═════ Text segment ═════

Member of the Senate
- In office 3 June 1986 – 23 June 1987
- Parliamentary group: Democrats 66

Member of the European Parliament
- In office 17 July 1979 – 24 July 1984
- Parliamentary group: Non-Inscrits
- Constituency: Netherlands

State Secretary for Finance
- In office 11 May 1973 – 19 December 1977 Serving with Fons van der Stee (1973) Martin van Rooijen (1973–1977)
- Prime Minister: Joop den Uyl
- Preceded by: Willem Scholten Fons van der Stee
- Succeeded by: Ad Nooteboom

Member of the House of Representatives
- In office 23 February 1967 – 11 May 1973
- Parliamentary group: Democrats 66

Personal details
- Born: Arie Goede 21 May 1928 Vlaardingen, Netherlands
- Died: 16 May 2016 (aged 87) Zoeterwoude, Netherlands
- Party: Democrats 66 (from 1966)
- Occupation: Politician · Civil servant · Researcher

= Aar de Goede =

Dutch politician (1928–2016)

Arie "Aar" de Goede (21 May 1928 – 16 May 2016) was a Dutch politician of the Democrats 66 (D66) party. He served in the House of Representatives (1967–1973), European Parliament (1979–1984) and Senate (1986–1987). As part of the executive he was State Secretary of Finance between 1973 and 1977.

==Career==
De Goede was born on 21 May 1928 in Vlaardingen. He attended the Middelbare Handelsschool (trade school) and subsequently followed a three-year course in tax law. In 1947 he started working for the Tax and Customs Administration in Schiedam. From 1951 he held jobs as an assistant to the managing board, assistant accountant and adjunct secretary at an economic/judicial advise agency. In 1956, he started as a financial administrator at the Reactor Centrum Nederland.

═════ Extracted records ═════

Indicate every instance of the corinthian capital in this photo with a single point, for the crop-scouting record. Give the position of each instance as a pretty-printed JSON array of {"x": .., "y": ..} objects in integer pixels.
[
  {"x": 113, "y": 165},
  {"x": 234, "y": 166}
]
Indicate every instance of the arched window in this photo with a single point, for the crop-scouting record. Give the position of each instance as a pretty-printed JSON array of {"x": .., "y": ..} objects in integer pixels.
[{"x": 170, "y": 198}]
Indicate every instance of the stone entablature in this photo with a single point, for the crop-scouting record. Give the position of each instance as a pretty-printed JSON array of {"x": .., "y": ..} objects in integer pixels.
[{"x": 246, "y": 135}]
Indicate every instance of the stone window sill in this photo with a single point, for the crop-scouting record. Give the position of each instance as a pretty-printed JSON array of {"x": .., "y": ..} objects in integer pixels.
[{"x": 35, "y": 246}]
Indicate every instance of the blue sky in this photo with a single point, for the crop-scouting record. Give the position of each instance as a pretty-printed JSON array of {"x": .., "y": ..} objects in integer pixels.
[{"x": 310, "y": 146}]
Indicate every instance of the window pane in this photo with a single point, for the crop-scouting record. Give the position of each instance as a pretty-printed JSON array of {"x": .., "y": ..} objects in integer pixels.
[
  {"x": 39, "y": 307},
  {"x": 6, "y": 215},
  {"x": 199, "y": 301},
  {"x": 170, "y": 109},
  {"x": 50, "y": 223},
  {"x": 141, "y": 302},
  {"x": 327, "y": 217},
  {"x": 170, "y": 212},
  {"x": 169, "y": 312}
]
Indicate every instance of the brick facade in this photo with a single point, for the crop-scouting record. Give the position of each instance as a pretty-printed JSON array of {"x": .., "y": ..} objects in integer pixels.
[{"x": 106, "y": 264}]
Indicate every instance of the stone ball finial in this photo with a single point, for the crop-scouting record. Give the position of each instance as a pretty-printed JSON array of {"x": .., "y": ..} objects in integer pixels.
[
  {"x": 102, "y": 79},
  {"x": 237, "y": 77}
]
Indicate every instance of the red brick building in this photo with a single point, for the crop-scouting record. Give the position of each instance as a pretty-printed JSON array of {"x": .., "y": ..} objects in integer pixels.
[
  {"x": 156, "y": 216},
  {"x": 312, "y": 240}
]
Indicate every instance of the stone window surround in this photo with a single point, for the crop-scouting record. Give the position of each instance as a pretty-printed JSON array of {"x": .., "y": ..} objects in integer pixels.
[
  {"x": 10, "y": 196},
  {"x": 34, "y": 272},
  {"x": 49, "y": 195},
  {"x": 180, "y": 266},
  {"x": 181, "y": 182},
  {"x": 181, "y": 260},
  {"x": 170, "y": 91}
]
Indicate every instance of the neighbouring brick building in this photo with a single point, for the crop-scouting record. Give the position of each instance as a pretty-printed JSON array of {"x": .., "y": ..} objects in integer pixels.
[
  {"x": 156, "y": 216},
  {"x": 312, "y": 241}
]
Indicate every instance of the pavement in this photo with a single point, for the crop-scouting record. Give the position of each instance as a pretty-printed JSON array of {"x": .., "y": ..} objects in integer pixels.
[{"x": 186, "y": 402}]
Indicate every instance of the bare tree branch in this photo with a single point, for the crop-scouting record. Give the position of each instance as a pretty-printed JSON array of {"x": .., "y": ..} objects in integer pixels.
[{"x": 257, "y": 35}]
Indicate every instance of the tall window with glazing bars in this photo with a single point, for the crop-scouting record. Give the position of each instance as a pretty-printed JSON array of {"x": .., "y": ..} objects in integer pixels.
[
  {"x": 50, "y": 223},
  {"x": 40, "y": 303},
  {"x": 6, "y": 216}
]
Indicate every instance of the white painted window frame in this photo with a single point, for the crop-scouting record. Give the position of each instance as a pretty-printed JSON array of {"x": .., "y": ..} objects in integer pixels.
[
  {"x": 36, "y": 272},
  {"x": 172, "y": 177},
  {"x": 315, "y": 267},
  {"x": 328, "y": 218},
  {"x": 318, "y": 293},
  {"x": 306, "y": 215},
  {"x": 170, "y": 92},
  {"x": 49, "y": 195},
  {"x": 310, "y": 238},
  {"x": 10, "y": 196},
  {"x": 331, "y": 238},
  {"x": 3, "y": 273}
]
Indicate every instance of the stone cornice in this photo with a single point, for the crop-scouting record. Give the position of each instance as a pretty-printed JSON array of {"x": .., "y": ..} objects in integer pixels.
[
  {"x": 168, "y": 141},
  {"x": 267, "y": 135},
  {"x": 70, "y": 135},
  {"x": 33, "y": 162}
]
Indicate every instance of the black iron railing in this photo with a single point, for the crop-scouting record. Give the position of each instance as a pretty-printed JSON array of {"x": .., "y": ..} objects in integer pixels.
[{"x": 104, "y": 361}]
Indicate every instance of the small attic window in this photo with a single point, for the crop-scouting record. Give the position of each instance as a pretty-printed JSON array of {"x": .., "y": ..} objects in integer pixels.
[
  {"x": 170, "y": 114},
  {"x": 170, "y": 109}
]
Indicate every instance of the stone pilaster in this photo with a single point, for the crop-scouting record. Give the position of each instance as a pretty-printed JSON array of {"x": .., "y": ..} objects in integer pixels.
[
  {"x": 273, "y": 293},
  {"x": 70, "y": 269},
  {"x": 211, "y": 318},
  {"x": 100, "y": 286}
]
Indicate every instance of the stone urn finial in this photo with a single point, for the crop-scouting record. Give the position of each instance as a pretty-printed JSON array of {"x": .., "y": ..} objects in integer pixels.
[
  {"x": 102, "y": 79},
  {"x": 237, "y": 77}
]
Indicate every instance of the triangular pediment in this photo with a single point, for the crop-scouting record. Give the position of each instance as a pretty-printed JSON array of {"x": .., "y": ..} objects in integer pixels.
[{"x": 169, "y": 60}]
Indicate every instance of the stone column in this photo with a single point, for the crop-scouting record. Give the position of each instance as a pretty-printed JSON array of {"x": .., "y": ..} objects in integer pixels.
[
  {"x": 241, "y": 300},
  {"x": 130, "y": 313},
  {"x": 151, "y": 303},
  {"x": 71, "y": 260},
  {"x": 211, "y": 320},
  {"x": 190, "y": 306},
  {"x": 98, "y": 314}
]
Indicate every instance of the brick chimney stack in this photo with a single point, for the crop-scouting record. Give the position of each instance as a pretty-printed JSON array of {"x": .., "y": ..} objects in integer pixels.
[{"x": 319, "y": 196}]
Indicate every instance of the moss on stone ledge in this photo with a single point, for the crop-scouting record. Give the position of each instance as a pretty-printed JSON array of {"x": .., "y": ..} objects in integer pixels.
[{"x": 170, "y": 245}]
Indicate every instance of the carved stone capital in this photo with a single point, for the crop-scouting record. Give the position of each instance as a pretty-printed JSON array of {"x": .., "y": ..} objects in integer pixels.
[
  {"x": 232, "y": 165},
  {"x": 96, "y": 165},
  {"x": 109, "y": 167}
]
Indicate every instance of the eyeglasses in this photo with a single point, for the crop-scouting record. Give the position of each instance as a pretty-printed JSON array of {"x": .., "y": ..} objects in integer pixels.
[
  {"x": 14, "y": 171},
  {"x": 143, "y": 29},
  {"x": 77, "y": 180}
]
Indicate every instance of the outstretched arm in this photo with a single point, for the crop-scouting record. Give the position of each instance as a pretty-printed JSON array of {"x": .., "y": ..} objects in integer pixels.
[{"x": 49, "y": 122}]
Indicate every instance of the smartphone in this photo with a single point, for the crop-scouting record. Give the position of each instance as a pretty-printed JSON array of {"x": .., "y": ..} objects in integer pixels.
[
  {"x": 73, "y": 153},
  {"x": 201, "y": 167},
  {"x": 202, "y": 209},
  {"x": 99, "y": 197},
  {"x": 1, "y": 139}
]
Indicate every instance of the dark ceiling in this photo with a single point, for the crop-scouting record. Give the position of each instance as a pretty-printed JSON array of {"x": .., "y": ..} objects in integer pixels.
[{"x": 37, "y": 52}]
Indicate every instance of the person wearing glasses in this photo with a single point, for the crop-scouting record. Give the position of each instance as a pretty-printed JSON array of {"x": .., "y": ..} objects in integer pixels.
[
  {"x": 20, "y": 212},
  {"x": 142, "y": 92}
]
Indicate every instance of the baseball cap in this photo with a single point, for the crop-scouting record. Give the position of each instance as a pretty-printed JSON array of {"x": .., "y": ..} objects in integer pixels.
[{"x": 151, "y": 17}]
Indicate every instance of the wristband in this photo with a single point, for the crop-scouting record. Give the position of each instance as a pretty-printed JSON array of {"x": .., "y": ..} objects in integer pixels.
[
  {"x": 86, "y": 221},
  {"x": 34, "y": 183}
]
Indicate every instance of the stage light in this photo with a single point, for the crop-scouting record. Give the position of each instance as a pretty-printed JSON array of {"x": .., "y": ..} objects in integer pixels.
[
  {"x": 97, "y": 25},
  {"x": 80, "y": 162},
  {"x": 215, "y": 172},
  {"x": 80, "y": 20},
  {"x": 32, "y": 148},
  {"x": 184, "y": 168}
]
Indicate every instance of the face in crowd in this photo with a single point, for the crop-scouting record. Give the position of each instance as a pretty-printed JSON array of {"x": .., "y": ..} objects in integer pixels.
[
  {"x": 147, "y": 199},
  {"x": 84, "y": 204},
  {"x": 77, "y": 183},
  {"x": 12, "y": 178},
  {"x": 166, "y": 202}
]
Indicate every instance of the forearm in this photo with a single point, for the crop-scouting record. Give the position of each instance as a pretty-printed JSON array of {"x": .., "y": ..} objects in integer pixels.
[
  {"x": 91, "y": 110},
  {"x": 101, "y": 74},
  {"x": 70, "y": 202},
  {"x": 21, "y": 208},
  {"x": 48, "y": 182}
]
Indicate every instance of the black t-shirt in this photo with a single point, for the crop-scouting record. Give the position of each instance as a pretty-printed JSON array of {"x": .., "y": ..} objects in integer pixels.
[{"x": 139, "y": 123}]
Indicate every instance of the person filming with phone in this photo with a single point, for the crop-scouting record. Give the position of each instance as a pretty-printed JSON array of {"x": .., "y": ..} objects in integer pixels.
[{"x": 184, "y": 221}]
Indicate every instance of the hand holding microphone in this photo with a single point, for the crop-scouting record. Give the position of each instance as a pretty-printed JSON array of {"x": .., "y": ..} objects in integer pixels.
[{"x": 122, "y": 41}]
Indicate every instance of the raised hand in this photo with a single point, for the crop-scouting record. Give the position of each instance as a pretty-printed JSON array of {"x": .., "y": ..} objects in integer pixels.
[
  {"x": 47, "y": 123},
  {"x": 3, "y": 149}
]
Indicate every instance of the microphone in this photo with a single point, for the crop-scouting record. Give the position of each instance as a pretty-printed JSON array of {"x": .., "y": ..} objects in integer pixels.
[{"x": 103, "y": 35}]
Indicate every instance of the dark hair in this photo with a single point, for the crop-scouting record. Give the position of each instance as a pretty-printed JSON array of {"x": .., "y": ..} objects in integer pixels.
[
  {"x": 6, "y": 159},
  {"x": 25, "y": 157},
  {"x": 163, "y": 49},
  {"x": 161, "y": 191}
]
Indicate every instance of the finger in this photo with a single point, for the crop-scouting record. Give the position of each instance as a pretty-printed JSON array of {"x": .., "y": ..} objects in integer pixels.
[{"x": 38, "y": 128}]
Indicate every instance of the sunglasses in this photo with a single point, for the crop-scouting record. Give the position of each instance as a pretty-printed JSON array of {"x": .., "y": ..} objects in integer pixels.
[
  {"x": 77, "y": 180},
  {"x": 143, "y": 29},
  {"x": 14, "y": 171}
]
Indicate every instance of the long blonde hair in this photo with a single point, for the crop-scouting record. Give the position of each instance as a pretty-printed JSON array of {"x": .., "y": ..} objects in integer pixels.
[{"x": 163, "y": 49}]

═════

• Problem to work on:
Pick up the article on Aar de Goede after its last sentence and continue it.

• Output for this exercise:
De Goede became politically active for the Democrats 66 in 1967, when he became a member of the House of Representatives after the general election of February. He was one of the first seven members of Democrats 66 in the House. In the House he was part of a Kingdom of the Netherlands commission tasked with exploring the future relationships within the Kingdom. He served in the House until being appointed as State Secretary for Finance in the Den Uyl cabinet on 11 May 1973. During this period, he was responsible for an important revision of the Comptabiliteitswet in 1976. De Goede stayed on until the end of the cabinet in December 1977.

Two years later De Goede was elected to the European Parliament. De Goede had been lijsttrekker for the Democrats 66 in the election. He served as member of the parliament between 17 July 1979 and 23 July 1984. De Goede returned to the national political level for a one-year stint in the Senate, where he served from 3 June 1986 to 23 June 1987.

De Goede was made a Knight in the Order of the Netherlands Lion on 11 April 1978. He died in Zoeterwoude on 16 May 2016.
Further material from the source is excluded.